### [PASSAGE SHOWN]
--------------------

Day two of Travel Con. Second day in Portland. I had every intention of covering the conference in detail and haven’t really. The seminars are good and I’m absorbing things about YouTube strategy and blogging and audience building that I’ll put to use eventually. But what I keep finding myself wanting to do is drive.
So I let ChatGPT plan a lunchtime route.
I told it exactly how I felt about the city and gave it an hour and a half to work with. What it did — and I say this as a compliment — was take me to the parts of Portland that the downtown experience had not. The Pearl District first, which is cleaner and more navigated and has a restaurant row that reminded me of the outdoor dining setups that appeared in New York during the pandemic. Then up toward Washington Park and eventually Pittock Mansion, which I was less interested in as a mansion than as a viewpoint.
In this second day here in Portland, I continue my quest to find beauty in the city of Portland. I am starting to warm up to this place …

The City From the Hill
Pittock Mansion sits up in the West Hills with hiking trails running down from the parking lot and views of the city and Mount Hood beyond it. I parked, noted the signs about not leaving valuables in the car, and walked to the viewpoint. It’s the right kind of Portland to see on a clear afternoon — the skyline, the bridges, the mountains behind it. The city laid out in a way that makes you understand what it was before whatever it became.
Standing there I realized I’d been judging Portland entirely by downtown, which is an unfair sample. The neighborhoods outside the core are different. The Pearl District is different. The hills are genuinely beautiful. This is worth saying.
Then I walked back to the car and noticed I was standing in broken glass. Someone’s car window. Right there in the Pittock Mansion parking lot, surrounded by those helpful signs.
I don’t have a punchline for that.
Three Conversations
I talked to a security guard at the convention center. He said if I wanted to know what to avoid, his short answer was Portland. Then he said he thought the city was on its way to turning around, and that he was looking forward to it. That distinction matters.
I talked to a bartender at an Italian restaurant. She grew up here. She’s thinking about moving to Alaska. She’s a mother. Real estate is out of control and the city she’s known all her life isn’t the city she’s living in now. She wasn’t angry. She was heartbroken.
I talked to a woman working the cash register at one of the convention center food stands. I asked her for her honest opinion of what’s going on in her city. She opened up for a few minutes, trying to stay positive about where things were heading. When I said goodbye she thanked me for asking. She used to ride twelve miles each way on her bicycle to work. Since COVID changed things in the city, she doesn’t feel safe doing that anymore.
That last one stayed with me the whole afternoon.
On Being Honest
I’m at a conference where the sessions are covering travel bureau partnerships and brand sponsorships and getting paid by destinations to create content about them. I would love to monetize this someday. But I’m not going to tell you Portland is fine when three people who live and work here have told me something different. I’m not going to be that guy.
I’ve backpacked Europe eight or ten times. I’ve been to Asia, South America, all over this country. I can call things what they are. Portland is a city with real natural beauty, real good neighborhoods, real residents who love it and are grieving what’s happened to it. It is also, right now, a city that requires a certain vigilance I don’t need in most places I go.
I hope it finds its way back. I mean that. But I’m not going to pretend I found it.
On to more conference sessions. Then small towns. That’s what I’m built for.

--------------------

[Dataset records]

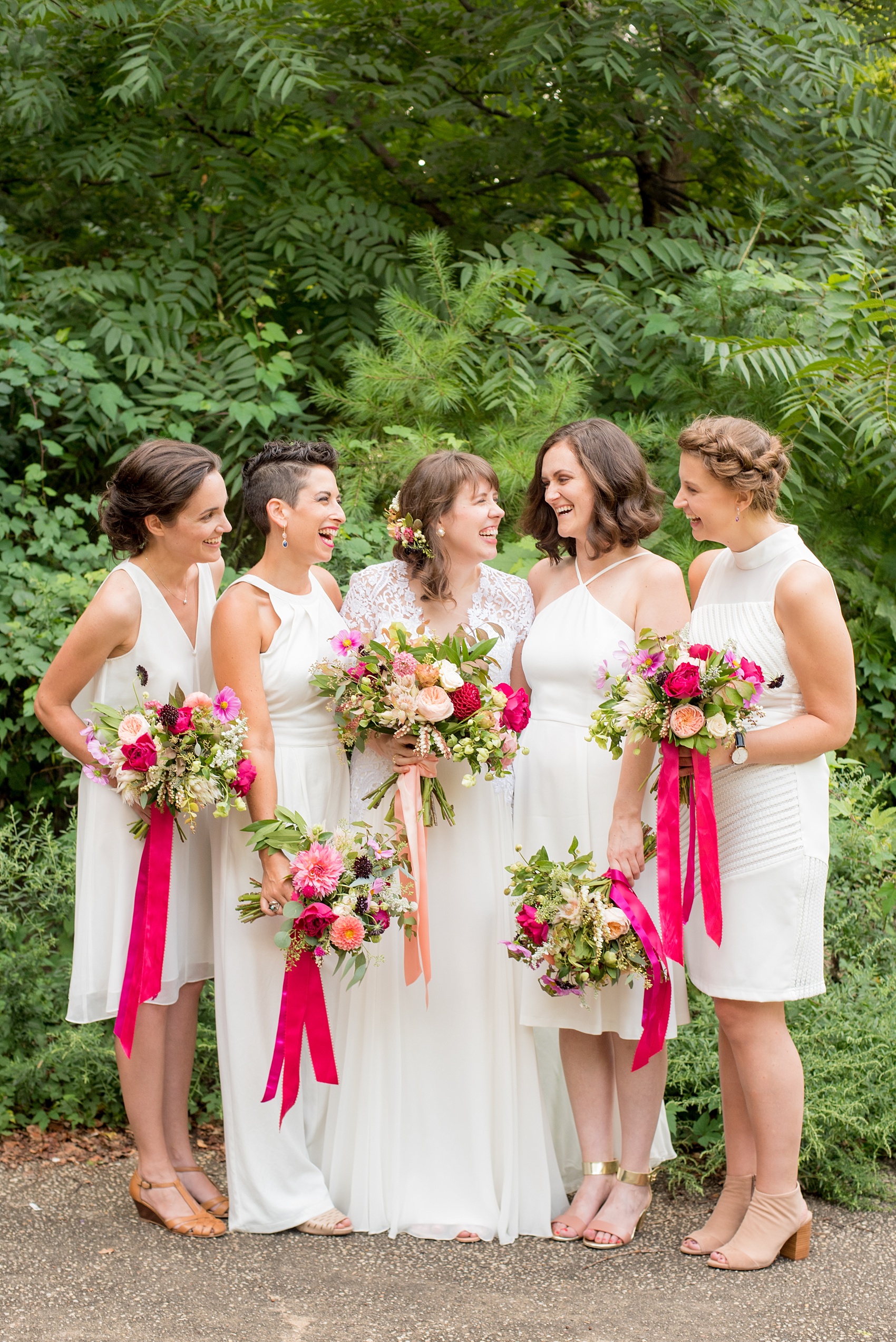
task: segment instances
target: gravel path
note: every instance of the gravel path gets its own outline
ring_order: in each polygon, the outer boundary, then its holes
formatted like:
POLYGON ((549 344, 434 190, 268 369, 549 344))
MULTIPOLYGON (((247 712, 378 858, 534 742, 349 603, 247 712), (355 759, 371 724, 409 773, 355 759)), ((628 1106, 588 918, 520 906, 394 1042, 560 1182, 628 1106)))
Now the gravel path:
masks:
MULTIPOLYGON (((215 1157, 209 1174, 223 1178, 215 1157)), ((655 1196, 630 1249, 406 1235, 229 1235, 137 1219, 131 1161, 0 1169, 0 1338, 17 1342, 896 1339, 896 1215, 811 1201, 813 1252, 712 1272, 677 1252, 708 1204, 655 1196)))

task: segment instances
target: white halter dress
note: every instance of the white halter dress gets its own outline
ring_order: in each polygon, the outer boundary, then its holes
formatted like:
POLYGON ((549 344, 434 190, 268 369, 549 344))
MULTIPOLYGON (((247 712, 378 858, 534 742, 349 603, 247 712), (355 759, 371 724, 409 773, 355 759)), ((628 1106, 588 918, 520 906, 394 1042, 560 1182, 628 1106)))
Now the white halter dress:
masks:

--------------------

### [TASK REQUIREMENTS]
a: Translate this sentence from the Portland post into Spanish: "The hills are genuinely beautiful."
b: Return the portion of the Portland post that begins at the words "That last one" and stops after "I found it.", copied without changes.
c: According to the Portland post, how far did the woman at the convention center food stand used to ride her bicycle to work?
These items stand apart from the Portland post as separate material.

### [ANSWERS PROVIDED]
a: Las colinas son realmente hermosas.

b:
That last one stayed with me the whole afternoon.
On Being Honest
I’m at a conference where the sessions are covering travel bureau partnerships and brand sponsorships and getting paid by destinations to create content about them. I would love to monetize this someday. But I’m not going to tell you Portland is fine when three people who live and work here have told me something different. I’m not going to be that guy.
I’ve backpacked Europe eight or ten times. I’ve been to Asia, South America, all over this country. I can call things what they are. Portland is a city with real natural beauty, real good neighborhoods, real residents who love it and are grieving what’s happened to it. It is also, right now, a city that requires a certain vigilance I don’t need in most places I go.
I hope it finds its way back. I mean that. But I’m not going to pretend I found it.

c: She rode twelve miles each way.